PROBLEM - The response must consist of all the records, retyped exactly.

Saved entries -
[Start of section]

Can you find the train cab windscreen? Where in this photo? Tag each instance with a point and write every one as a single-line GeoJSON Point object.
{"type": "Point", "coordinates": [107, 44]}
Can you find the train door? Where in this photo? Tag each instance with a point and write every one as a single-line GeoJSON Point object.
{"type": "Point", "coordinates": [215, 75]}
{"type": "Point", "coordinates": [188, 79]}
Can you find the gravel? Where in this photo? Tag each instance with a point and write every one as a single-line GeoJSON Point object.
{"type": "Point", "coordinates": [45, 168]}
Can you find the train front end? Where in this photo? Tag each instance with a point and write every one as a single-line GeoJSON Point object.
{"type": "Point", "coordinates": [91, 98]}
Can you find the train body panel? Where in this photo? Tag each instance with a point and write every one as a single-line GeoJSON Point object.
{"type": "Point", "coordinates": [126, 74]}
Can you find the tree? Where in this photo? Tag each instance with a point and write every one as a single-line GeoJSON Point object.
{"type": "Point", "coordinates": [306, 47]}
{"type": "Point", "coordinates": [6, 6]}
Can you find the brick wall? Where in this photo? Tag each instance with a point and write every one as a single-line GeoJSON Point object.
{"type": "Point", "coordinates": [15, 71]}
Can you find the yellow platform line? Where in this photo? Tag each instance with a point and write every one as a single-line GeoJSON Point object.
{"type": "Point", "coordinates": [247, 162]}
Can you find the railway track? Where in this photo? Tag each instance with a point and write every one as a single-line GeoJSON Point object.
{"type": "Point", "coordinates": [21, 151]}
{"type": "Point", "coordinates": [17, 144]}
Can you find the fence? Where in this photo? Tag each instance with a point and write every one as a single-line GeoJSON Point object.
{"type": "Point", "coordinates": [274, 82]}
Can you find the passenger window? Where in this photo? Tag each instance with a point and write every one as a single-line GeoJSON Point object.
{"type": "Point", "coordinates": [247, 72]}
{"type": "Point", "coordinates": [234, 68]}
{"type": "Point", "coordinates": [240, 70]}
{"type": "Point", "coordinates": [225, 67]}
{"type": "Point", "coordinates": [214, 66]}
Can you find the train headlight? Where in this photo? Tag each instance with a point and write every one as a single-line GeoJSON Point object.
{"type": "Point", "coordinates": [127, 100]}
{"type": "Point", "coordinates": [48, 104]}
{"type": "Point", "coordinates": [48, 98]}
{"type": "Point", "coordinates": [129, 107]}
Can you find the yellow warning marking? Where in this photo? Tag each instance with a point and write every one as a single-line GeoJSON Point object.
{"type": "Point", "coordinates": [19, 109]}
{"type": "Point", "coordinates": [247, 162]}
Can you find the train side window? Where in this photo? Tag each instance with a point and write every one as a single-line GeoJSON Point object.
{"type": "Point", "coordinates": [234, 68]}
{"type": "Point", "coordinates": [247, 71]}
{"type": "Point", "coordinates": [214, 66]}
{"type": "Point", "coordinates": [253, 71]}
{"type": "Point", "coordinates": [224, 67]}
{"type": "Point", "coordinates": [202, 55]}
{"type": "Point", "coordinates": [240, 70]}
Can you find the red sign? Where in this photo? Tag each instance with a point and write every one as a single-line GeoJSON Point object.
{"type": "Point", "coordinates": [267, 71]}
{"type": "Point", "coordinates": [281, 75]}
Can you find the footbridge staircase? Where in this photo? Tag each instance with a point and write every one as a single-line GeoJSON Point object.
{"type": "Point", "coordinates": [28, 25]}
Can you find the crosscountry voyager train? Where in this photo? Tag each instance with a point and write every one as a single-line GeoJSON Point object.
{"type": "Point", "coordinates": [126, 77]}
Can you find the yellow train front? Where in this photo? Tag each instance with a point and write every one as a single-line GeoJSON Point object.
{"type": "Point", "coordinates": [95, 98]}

[End of section]

RESPONSE TO THE TASK -
Can you find the train cab windscreen? Where in this photo? Tag each instance with a point and write every one as a single-line GeoJSON Point object.
{"type": "Point", "coordinates": [107, 44]}
Can you find the train door? Where in this photo? Tag each instance with a point and write every one as a single-line GeoJSON Point object.
{"type": "Point", "coordinates": [215, 75]}
{"type": "Point", "coordinates": [188, 79]}
Can you find the gravel? Where in this photo? Tag each instance with a point and write every one as a single-line GeoJSON Point object.
{"type": "Point", "coordinates": [45, 168]}
Can you find the train front end? Where in this photo? Tag each instance with a point and write every one as a single-line GeoJSON Point object.
{"type": "Point", "coordinates": [91, 98]}
Can you find the train body panel? Where in this photo? Tag each instance with a point and write every one as a single-line GeoJSON Point object.
{"type": "Point", "coordinates": [126, 74]}
Can you find the tree? Where in this photo? Tag each instance with a point and write every one as a single-line GeoJSON Point object.
{"type": "Point", "coordinates": [306, 47]}
{"type": "Point", "coordinates": [6, 6]}
Can you find the brick wall? Where in this photo? Tag each instance with a point and write every one as a single-line GeoJSON Point object.
{"type": "Point", "coordinates": [15, 71]}
Can you find the yellow platform line? Where in this photo? Tag each instance with a point and write every one as a single-line GeoJSON Point object.
{"type": "Point", "coordinates": [247, 162]}
Can you find the railway track? Where in this photo? Tag each instance with a point and write every one as a single-line GeoJSON Point object.
{"type": "Point", "coordinates": [21, 151]}
{"type": "Point", "coordinates": [17, 144]}
Can you find the fence? Where in this photo? Tag each instance with a point and write every one as a single-line GeoJSON Point object.
{"type": "Point", "coordinates": [274, 82]}
Can you find the passenger window? Where in this photo? Tag each instance with a point and write every one as a single-line GeoJSON Point object.
{"type": "Point", "coordinates": [247, 72]}
{"type": "Point", "coordinates": [234, 68]}
{"type": "Point", "coordinates": [240, 70]}
{"type": "Point", "coordinates": [225, 67]}
{"type": "Point", "coordinates": [214, 66]}
Can you find the train headlight? Where in this photo? Tag each instance with a point and write every one as a single-line GeoJSON Point object.
{"type": "Point", "coordinates": [127, 100]}
{"type": "Point", "coordinates": [48, 104]}
{"type": "Point", "coordinates": [48, 98]}
{"type": "Point", "coordinates": [129, 107]}
Can you find the yellow warning marking? Where in this photo? Tag each instance with a point and write every one as a single-line GeoJSON Point object.
{"type": "Point", "coordinates": [19, 109]}
{"type": "Point", "coordinates": [247, 162]}
Can you find the train side window? Where in this photo? Tag each instance with a point and write every one as a single-line GeoJSON Point object.
{"type": "Point", "coordinates": [234, 68]}
{"type": "Point", "coordinates": [247, 71]}
{"type": "Point", "coordinates": [214, 66]}
{"type": "Point", "coordinates": [253, 71]}
{"type": "Point", "coordinates": [224, 67]}
{"type": "Point", "coordinates": [202, 55]}
{"type": "Point", "coordinates": [240, 70]}
Can you find the red sign? Where in this photo? Tag each instance with a point and write every one as a single-line GeoJSON Point object.
{"type": "Point", "coordinates": [267, 71]}
{"type": "Point", "coordinates": [281, 75]}
Can you find the footbridge staircase? Where in this photo? Tag each instance with a point and write every one as a single-line GeoJSON Point object.
{"type": "Point", "coordinates": [28, 25]}
Can you find the crosscountry voyager train? Where in this photo? Tag each instance with a point and write every one as a single-line GeoJSON Point object.
{"type": "Point", "coordinates": [126, 77]}
Can you find the yellow train front? Where in this photo? Tag each instance with a point and write every one as a single-line GeoJSON Point object.
{"type": "Point", "coordinates": [95, 98]}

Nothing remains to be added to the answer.